Directions.
A) List the quantities that the DALiuGE scheduling text below sets out to minimize in each of its optimization problems.
B) Print the stretch of the DALiuGE scheduling text below from "Minimise the total cost" through "merged into one.".
C) According to the DALiuGE scheduling text below, which method does DALiuGE use to solve the second version of the completion-time problem?

Selected extract.
☆ ☆ ☆

Minimise the total cost of data movement but subject to a given degree of load balancing. In this problem, a number N of available resource units (e.g. a number of compute nodes) are given, the translation process aims to produce M DataIslands (M <= N) from the physical graph template such that (1) the total volume of data traveling between two distinct DataIslands is minimised, and (2) the workload variations measured in aggregated execution time (Drop property) between a pair of DataIslands is less than a given percentage p %. To solve this problem, graph partitioning and resource mapping steps are merged into one.
Minimise the total completion time but subject to a given degree of parallelism (DoP) (e.g. number of cores per node) that each DataIsland is allowed to take advantage of. In the first version of this problem, no information regarding resources is given. DALiuGE simply strives to come up with the optimal number of DataIslands such that (1) the total completion time of the pipeline (which depends on both execution time and the cost of data movement on the graph critical path) is minimised, and (2) the maximum degree of parallelism within each DataIsland is never greater than the given DoP. In the second version of this problem, a number of resources of identical performance capability are also given in addition to the DoP. This practical problem is a natural extension of version 1, and is solved in DALiuGE by using the “two-phase” method.
Minimise the number of DataIslands but subject to (1) a given completion time deadline, and (2) a given DoP (e.g. number of cores per node) that each DataIsland is allowed to take advantage of. In this problem, both completion time and resource footprint become the minimisation goals. The motivation of this problem is clear. In an scenario where two different schedules can complete the processing pipelinewithin, say, 5 minutes, the schedule that consumes less resources is preferred. Since a DataIsland is mapped onto resources, and its capacity is already constrained by a given DoP, the number of DataIslands is proportional to the amount of resources needed. Consequently, schedules that require less number of DataIslands are superior. Inspired by the hardware/software co-design method in embedded systems design, DALiuGE uses a “look-ahead” strategy at each optimisation step to adaptively choose from two conflicting objective functions (deadline or resource) for local optimisation, which is more likely to lead to the global optimum than greedy strategies.

☆ ☆ ☆

Data extract.

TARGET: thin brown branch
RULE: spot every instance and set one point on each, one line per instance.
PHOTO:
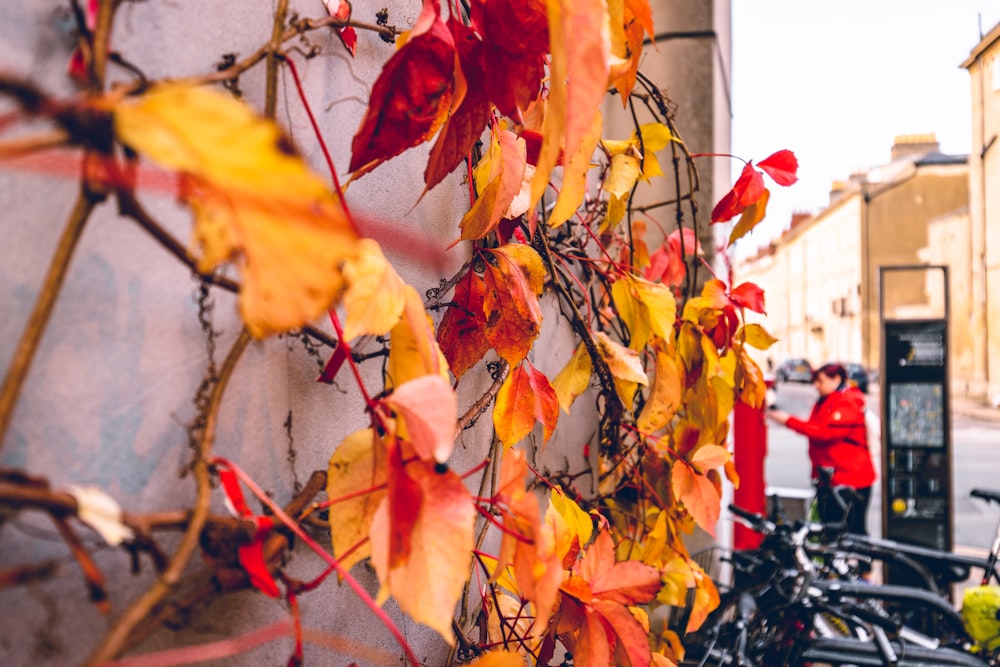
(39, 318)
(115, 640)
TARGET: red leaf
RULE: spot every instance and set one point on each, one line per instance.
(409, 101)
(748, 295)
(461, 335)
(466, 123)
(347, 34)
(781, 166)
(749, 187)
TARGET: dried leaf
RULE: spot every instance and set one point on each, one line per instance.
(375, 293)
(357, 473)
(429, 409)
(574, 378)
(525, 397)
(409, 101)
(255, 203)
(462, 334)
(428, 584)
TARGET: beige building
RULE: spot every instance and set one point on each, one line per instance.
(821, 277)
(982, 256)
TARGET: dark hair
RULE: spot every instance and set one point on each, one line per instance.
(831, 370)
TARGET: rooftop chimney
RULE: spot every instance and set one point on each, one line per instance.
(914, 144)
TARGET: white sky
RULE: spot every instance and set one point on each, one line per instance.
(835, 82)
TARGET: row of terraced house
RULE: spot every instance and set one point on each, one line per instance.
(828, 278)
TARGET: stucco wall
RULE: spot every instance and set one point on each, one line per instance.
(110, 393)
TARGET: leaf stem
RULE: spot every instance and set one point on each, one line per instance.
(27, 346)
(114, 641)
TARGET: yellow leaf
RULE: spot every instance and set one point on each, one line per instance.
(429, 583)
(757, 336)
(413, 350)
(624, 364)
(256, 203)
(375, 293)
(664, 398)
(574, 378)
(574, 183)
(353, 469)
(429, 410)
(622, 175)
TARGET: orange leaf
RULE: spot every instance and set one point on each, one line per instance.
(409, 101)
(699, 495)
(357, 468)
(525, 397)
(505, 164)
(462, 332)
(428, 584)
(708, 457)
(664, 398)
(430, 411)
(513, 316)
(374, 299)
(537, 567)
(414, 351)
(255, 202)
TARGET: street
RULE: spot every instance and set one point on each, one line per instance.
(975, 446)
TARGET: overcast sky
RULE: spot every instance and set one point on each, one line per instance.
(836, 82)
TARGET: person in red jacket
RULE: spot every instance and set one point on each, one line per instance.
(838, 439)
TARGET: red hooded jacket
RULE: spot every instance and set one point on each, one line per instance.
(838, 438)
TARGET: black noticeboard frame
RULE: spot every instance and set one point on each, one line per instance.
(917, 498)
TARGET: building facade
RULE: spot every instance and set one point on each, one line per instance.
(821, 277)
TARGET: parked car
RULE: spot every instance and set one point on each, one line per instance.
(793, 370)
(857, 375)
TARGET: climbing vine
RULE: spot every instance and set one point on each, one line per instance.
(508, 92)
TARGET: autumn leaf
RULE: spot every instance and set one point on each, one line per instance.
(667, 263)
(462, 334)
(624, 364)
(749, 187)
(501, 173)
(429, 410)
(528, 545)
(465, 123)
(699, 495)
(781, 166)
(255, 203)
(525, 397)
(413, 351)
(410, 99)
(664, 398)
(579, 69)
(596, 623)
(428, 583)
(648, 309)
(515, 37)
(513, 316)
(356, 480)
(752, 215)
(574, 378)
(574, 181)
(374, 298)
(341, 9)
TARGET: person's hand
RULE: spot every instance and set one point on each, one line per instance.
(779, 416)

☆ ☆ ☆

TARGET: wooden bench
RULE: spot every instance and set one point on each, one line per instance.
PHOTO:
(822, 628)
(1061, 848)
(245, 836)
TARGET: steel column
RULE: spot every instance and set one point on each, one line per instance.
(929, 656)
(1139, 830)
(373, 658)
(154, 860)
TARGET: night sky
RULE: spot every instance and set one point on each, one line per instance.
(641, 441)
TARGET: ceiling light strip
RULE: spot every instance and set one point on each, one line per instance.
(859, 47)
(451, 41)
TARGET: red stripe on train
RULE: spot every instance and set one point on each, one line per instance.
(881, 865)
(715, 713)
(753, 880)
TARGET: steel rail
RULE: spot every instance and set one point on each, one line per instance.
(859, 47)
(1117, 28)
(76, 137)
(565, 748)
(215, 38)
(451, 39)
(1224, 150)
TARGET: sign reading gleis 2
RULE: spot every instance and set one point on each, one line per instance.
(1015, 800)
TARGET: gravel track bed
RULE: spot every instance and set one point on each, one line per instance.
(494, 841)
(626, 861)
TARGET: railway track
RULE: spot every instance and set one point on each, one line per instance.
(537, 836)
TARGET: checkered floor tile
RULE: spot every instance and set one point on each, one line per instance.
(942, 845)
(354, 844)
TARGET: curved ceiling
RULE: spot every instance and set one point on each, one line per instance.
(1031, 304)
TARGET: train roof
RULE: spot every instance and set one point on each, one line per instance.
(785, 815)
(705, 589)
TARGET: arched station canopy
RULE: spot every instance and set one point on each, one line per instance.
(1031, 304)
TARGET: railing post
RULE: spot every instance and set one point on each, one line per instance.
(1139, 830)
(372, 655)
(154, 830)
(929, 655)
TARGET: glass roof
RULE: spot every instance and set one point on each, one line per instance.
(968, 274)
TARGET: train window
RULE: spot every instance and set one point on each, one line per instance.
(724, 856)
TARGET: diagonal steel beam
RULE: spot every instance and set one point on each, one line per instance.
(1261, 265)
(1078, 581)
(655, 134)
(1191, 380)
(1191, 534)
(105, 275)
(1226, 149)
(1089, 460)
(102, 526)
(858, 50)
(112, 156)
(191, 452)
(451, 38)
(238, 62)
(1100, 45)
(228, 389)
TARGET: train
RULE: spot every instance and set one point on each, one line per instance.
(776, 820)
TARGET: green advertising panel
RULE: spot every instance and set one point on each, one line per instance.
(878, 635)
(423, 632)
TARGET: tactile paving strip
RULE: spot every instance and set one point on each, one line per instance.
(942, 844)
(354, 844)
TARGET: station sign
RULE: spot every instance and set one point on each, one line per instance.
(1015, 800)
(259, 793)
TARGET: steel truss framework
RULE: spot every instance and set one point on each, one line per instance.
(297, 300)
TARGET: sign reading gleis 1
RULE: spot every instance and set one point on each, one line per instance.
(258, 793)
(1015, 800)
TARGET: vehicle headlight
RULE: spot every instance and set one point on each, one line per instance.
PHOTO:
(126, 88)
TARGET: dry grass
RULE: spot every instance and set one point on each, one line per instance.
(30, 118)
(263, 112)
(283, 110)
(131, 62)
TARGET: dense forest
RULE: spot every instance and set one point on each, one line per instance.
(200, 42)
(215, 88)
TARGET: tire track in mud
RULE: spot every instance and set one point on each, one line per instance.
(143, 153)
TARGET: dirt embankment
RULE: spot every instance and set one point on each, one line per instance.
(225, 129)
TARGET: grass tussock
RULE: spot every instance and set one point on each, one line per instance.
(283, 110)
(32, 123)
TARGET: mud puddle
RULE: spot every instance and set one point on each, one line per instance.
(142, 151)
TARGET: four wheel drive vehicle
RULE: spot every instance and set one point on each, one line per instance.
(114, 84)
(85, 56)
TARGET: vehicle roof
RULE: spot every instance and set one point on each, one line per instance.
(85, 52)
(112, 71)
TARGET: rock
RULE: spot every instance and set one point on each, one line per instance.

☆ ☆ ☆

Solutions below.
A)
- The total cost of data movement
- The total completion time
- The number of DataIslands

B)
Minimise the total cost of data movement but subject to a given degree of load balancing. In this problem, a number N of available resource units (e.g. a number of compute nodes) are given, the translation process aims to produce M DataIslands (M <= N) from the physical graph template such that (1) the total volume of data traveling between two distinct DataIslands is minimised, and (2) the workload variations measured in aggregated execution time (Drop property) between a pair of DataIslands is less than a given percentage p %. To solve this problem, graph partitioning and resource mapping steps are merged into one.

C) DALiuGE solves it by using the "two-phase" method.